Material provided below:
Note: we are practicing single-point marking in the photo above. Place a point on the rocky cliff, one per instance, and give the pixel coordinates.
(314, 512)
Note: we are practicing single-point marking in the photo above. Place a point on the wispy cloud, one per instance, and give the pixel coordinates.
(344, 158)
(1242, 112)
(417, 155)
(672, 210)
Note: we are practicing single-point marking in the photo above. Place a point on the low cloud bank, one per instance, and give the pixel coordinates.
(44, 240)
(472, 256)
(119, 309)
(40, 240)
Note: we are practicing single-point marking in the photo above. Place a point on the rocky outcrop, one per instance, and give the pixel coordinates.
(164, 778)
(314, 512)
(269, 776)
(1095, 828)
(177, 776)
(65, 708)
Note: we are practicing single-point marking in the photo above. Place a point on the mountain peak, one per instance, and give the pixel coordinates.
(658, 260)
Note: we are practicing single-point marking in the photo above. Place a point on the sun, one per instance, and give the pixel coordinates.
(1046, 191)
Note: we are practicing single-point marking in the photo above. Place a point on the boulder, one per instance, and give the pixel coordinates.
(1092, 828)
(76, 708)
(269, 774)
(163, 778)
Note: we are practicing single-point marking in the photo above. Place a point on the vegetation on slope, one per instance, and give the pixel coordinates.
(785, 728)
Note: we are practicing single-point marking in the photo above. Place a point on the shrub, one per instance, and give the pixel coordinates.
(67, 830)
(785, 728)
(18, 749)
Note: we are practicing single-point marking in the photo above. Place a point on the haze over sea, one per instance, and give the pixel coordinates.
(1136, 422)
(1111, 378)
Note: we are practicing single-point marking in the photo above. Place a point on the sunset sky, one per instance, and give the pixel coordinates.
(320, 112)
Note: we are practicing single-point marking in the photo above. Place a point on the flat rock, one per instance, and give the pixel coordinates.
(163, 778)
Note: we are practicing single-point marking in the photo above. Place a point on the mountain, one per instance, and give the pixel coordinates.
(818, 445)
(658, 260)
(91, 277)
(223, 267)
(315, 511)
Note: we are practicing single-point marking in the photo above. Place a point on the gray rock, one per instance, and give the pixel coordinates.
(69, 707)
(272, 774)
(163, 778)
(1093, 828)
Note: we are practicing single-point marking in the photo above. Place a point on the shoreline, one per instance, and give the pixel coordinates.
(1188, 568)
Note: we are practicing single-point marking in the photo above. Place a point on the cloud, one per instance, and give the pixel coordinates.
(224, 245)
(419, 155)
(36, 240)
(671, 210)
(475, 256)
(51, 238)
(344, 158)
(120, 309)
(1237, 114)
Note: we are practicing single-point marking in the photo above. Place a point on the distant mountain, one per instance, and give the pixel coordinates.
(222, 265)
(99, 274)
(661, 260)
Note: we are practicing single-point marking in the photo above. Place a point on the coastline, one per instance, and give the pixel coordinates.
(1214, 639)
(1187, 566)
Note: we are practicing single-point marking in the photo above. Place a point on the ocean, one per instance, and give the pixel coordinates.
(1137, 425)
End of Material provided.
## What the exercise asks
Extract the data in full. Keep it word for word.

## Exercise answer
Note: we are practicing single-point marking in the photo above. Place a point on the rocky cliff, one per instance, and give the pixel coordinates.
(314, 512)
Note: we are practicing single-point marking in the photo above. Place a point on the wispy cloud, one per instance, and give the pixel coordinates.
(344, 158)
(1242, 112)
(417, 155)
(672, 210)
Note: we are practicing single-point marking in the photo above. Place a point on the low cloud bank, one per instance, and give the pixel coordinates.
(44, 240)
(472, 256)
(119, 309)
(40, 240)
Note: we are practicing single-point marking in the photo above. Place a point on the rocky outcrop, one per instance, and give the pixel coordinates.
(164, 778)
(314, 512)
(269, 776)
(1095, 828)
(177, 776)
(65, 708)
Note: we are practicing single-point marking in the photo above. Place a point on the mountain peak, one per instance, and give the pixel coordinates.
(658, 260)
Note: we are practicing single-point marking in the photo above. Place a point on the sun, one per instance, and give the pixel coordinates.
(1046, 191)
Note: we are practicing single-point marking in the photo above. Place a point on the boulder, one per instance, and give the pixel coordinates.
(1092, 828)
(76, 708)
(269, 774)
(163, 778)
Note: we are practicing single-point marking in the photo above. Place a point on the vegetation on slope, one per instance, and give the pixel coordinates.
(785, 728)
Note: we are practicing single-point marking in the photo above. Place a point on the shrub, one per instance, and give the pixel coordinates.
(67, 830)
(785, 728)
(18, 749)
Note: we are practicing single-point marking in the photo above. Place a point on the haze over sea, one per instance, and give the pixel coordinates.
(1136, 422)
(1111, 378)
Note: we are practicing single-point marking in the photo above. Place a point on the sunset sky, one per instance, and give the pixel coordinates.
(320, 112)
Note: we are practicing single-point marking in the photo above. Place a point on the flat rock, one per instance, and give the pixel coordinates.
(163, 778)
Note: we are practicing single-point marking in the photo above. Place a point on the mountain, one per instance, and give the pixel coordinates.
(818, 445)
(658, 260)
(91, 277)
(223, 267)
(315, 511)
Note: we are practicing single-point marking in the photo above. Place a point on the gray rock, one per instance, and give the pixel coordinates.
(69, 707)
(272, 774)
(163, 778)
(1093, 828)
Note: we are practicing single-point marking in the photo above. Place a point on the shoreline, one per instance, and give the pixel coordinates.
(1188, 568)
Note: we are practicing single-point marking in the photo above. Place a point on the cloud, one per instance, and give the pixel coordinates.
(224, 245)
(419, 155)
(36, 240)
(671, 210)
(475, 256)
(51, 238)
(344, 158)
(120, 309)
(1237, 114)
Note: we are practicing single-point marking in the photo above. Place a point on the distant mountain, one per instance, and give the pixel coordinates.
(222, 265)
(99, 274)
(661, 260)
Note: we are practicing single-point marking in the photo above. Place a point on the coastline, one per instance, and give the pixel coordinates.
(1214, 639)
(1187, 566)
Note: we are practicing single-point marking in the photo above. Place a point on the ocean, one per instance, and give the pixel coordinates.
(1137, 425)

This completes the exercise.